→ **Gegeven tekst**:
━━━━

Aan de Voorzitter van de Tweede Kamer der Staten-Generaal
Den Haag, 1 oktober 2015
Hierbij bied ik u een afschrift aan van de Aanwijzingen inzake rijksinspecties1. Met deze Aanwijzingen komt het kabinet tegemoet aan de toezegging in de kabinetsreactie
op het rapport van de Onderzoeksraad voor Veiligheid over de aardbevingsrisico’s in
Groningen om de Tweede Kamer in de zomer van 2015 te informeren over de uitkomsten
van de Hervormingsagenda voor wat betreft rijksinspecties en toezicht2. Ook zijn deze Aanwijzingen aangekondigd in de kabinetsreactie op de rapporten van
de Wetenschappelijk raad voor het regeringsbeleid over toezicht,3 en in een recente brief van de Minister van Volksgezondheid Welzijn en Sport over
de Inspectie voor de Gezondheidszorg.4
In de Hervormingsagenda Rijksdienst5 heeft het kabinet geconstateerd dat er sprake is van een toenemende maatschappelijke
en politieke druk om adequaat toezicht en handhaving uit te oefenen op bedrijven en
instellingen. De slagkracht van de rijksinspecties kan worden vergroot door meer uniforme
afspraken te maken over de rol en onafhankelijke positionering van de inspecties,
als onderdeel van een departementale organisatie en binnen het kader van de ministeriële
verantwoordelijkheid.
Voor de uniformering van het onafhankelijk opereren van de rijksinspecties heeft het
kabinet gekozen voor de vorm van Aanwijzingen: gedragsregels die gelden voor alle
betrokken bewindspersonen en hun departementen, inclusief de rijksinspecties. Deze
zijn, vergelijkbaar met bijvoorbeeld de Aanwijzingen voor de Planbureaus, vastgesteld
door de Minister-President – in overeenstemming met het gevoelen van de ministerraad
– en worden gepubliceerd in de Staatscourant. Het gaat hier om een vorm van zelfbinding door de verantwoordelijke ministers.

━━━━

Gegevens uit een set voor puntlabeling
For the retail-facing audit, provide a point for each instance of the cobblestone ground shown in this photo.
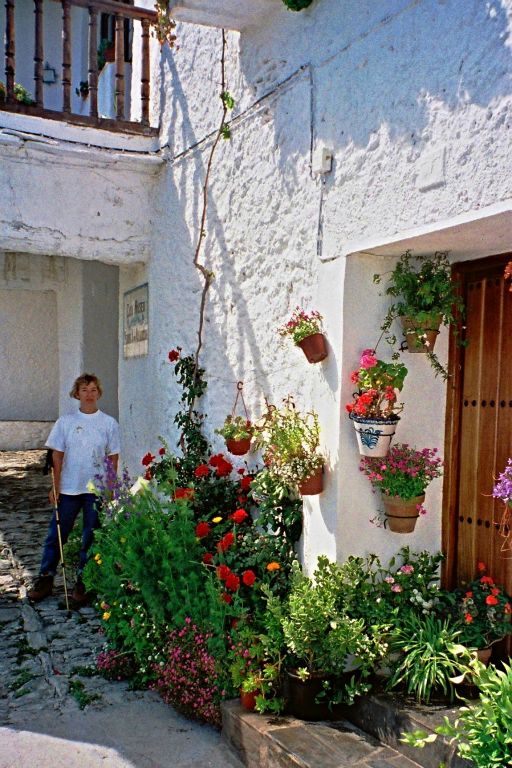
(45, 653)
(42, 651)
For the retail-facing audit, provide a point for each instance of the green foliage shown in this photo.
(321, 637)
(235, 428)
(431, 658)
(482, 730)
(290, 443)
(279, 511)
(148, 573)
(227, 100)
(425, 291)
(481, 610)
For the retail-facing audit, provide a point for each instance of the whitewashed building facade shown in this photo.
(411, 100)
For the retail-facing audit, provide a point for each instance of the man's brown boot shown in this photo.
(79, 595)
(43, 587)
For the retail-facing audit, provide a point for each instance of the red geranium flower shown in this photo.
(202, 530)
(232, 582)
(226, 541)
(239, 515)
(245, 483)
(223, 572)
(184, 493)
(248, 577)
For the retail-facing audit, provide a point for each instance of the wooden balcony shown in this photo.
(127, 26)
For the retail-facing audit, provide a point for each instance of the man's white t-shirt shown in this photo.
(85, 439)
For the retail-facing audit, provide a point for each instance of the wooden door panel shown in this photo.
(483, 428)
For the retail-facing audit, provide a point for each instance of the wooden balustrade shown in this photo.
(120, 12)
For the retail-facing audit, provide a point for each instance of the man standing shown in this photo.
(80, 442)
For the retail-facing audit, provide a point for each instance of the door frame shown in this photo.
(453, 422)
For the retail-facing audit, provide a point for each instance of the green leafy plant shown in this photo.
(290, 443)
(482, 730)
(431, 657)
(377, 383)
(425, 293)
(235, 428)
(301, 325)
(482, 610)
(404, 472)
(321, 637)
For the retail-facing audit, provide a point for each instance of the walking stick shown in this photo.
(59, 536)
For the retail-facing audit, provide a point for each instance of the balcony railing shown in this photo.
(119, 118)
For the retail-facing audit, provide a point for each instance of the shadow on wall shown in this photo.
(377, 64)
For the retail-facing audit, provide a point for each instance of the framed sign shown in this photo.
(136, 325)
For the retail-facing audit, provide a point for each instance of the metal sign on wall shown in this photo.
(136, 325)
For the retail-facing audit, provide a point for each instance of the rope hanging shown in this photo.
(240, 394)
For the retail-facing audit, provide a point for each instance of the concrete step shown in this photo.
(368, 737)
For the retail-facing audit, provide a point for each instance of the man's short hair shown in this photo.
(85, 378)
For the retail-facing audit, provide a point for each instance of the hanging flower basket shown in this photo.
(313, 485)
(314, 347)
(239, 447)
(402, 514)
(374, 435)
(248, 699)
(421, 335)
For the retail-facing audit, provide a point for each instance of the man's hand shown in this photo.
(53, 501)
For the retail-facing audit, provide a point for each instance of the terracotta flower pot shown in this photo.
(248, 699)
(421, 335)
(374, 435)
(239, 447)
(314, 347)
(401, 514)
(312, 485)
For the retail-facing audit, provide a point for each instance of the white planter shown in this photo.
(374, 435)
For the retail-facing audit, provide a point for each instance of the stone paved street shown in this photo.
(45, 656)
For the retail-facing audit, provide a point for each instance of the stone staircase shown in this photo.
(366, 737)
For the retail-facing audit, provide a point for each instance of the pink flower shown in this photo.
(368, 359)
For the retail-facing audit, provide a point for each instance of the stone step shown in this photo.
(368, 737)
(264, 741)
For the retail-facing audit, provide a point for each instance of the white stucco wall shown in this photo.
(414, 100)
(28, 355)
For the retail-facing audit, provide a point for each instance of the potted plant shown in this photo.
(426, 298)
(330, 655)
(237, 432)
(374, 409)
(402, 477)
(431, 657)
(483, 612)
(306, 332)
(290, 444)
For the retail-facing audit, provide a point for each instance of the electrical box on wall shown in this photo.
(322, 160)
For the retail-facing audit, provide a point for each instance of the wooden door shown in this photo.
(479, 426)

━━━━

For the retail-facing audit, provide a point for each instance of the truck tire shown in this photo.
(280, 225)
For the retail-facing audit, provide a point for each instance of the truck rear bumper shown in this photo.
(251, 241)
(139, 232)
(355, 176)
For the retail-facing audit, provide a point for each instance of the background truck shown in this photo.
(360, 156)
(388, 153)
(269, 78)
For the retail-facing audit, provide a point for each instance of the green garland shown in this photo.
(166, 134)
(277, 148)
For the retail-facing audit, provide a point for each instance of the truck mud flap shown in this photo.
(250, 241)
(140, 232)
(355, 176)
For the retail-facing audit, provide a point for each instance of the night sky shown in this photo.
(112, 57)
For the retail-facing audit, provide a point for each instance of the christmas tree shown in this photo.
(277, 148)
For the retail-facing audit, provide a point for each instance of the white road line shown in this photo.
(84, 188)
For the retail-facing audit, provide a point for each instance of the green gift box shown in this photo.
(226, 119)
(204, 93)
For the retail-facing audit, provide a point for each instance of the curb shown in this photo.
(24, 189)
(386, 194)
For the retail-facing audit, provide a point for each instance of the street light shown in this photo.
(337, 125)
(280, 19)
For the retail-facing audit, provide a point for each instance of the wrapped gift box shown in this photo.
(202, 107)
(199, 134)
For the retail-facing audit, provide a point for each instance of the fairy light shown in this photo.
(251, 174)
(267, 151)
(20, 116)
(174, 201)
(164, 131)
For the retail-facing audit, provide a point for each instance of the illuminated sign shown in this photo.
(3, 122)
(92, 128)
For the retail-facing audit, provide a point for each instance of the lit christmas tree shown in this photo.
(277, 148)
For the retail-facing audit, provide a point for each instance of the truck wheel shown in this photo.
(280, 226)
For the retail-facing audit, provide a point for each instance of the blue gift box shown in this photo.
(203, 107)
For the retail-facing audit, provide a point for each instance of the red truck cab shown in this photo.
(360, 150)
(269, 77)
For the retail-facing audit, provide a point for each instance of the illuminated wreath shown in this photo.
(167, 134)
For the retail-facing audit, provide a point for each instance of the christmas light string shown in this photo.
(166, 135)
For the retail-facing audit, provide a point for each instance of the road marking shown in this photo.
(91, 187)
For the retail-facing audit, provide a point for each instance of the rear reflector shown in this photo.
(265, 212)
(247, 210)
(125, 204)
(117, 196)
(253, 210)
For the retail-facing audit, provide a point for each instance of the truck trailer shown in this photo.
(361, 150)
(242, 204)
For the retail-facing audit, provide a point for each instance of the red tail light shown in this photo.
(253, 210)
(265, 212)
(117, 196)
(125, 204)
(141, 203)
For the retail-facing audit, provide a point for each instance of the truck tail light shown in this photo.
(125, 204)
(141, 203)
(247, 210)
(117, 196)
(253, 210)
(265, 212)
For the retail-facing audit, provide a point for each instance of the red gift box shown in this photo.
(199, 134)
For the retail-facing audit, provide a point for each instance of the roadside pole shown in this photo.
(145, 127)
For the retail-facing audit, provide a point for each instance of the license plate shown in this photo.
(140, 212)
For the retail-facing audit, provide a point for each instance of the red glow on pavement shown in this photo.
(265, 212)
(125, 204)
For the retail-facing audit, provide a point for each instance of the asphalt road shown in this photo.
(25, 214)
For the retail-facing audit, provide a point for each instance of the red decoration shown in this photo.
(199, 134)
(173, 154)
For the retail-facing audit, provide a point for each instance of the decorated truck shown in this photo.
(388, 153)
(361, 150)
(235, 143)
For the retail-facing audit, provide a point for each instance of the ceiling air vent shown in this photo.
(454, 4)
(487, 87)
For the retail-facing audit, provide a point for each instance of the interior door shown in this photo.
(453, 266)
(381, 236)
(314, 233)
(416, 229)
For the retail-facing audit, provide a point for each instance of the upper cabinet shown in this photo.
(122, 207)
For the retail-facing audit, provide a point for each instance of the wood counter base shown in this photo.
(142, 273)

━━━━

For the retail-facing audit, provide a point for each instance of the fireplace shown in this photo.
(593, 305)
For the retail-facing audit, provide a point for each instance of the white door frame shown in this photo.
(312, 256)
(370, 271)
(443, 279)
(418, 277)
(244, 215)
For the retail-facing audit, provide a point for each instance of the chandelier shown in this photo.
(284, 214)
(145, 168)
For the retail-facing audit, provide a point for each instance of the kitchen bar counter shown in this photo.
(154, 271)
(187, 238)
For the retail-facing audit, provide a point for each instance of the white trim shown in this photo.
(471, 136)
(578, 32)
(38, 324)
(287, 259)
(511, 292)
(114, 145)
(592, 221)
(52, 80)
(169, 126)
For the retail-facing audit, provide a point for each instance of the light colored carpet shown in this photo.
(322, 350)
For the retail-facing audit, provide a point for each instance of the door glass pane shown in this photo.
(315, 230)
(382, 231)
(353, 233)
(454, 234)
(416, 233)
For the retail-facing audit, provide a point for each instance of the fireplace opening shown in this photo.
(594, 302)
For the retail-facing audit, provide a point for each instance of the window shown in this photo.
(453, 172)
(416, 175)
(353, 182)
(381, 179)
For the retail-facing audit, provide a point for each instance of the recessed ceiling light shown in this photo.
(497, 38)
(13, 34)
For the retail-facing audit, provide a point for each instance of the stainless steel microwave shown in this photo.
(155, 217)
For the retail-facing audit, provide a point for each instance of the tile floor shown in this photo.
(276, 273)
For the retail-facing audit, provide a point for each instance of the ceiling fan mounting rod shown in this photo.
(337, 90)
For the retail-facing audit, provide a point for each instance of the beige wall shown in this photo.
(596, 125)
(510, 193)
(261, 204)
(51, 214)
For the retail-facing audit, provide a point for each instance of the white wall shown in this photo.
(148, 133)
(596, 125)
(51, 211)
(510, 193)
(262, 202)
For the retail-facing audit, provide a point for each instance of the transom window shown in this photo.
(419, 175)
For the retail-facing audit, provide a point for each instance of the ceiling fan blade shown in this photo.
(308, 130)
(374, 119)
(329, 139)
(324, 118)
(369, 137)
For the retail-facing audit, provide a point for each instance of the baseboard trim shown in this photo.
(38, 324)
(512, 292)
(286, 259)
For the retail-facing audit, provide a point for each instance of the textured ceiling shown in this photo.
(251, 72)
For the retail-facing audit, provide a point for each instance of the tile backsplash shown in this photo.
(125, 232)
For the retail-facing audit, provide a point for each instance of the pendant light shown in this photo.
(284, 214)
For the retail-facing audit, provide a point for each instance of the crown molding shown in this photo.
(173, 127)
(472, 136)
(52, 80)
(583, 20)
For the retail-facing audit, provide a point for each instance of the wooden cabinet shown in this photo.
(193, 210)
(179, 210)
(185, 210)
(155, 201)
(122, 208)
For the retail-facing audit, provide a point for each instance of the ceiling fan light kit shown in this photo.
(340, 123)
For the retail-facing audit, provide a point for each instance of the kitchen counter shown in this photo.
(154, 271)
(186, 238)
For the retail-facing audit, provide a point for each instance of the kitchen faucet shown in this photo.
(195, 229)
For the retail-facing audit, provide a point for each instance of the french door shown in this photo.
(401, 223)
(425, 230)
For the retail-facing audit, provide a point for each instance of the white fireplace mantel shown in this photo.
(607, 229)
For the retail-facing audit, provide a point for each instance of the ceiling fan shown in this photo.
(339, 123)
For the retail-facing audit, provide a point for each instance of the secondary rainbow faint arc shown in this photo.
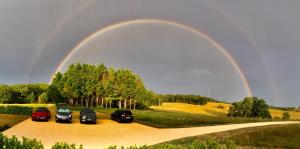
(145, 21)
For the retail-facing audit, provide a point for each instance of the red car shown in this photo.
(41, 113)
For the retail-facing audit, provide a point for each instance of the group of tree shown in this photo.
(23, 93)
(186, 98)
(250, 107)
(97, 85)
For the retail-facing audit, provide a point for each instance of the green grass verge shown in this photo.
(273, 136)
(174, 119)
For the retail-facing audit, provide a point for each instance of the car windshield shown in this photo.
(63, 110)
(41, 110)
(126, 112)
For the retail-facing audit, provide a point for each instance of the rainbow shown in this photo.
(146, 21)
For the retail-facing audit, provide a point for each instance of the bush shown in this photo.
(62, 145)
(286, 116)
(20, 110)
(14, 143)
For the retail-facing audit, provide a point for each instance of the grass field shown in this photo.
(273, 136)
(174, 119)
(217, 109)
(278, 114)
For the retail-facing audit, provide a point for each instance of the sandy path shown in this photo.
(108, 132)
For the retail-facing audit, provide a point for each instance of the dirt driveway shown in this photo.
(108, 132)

━━━━

→ **Opdrachten**:
1. Beantwoord de volgende vragen over de brief over de Aanwijzingen inzake rijksinspecties.
(a) Op welke datum is de brief gedateerd?
(b) Door wie zijn de Aanwijzingen vastgesteld?
(c) Waar worden de Aanwijzingen gepubliceerd?
2. Ga verder met de brief over de Aanwijzingen inzake rijksinspecties, aansluitend op de laatste zin.

→ **Verwachte antwoorden**:
1.
(a) 1 oktober 2015.
(b) Door de Minister-President, in overeenstemming met het gevoelen van de ministerraad.
(c) In de Staatscourant.

2.
De term «onafhankelijk» wordt in deze Aanwijzingen niet gebruikt om een staatsrechtelijke
onafhankelijkheid van de Minister aan te duiden, maar slaat op de ruimte die een rijksinspectie
heeft om zelf, op basis van zijn werkprogramma en zijn professionele deskundigheid,
informatie te verzamelen, daarover een oordeel te vormen, en daarover te rapporteren
en te adviseren. De Minister respecteert en garandeert deze ruimte. De Aanwijzingen
bepalen daarom onder meer dat ministers een rijksinspectie niet kunnen weerhouden
om een specifiek onderzoek te verrichten of af te ronden. Ook geeft een Minister geen
instructies over de wijze waarop een rijksinspectie een specifiek onderzoek verricht,
of over de bevindingen, oordelen en adviezen van een rijksinspectie.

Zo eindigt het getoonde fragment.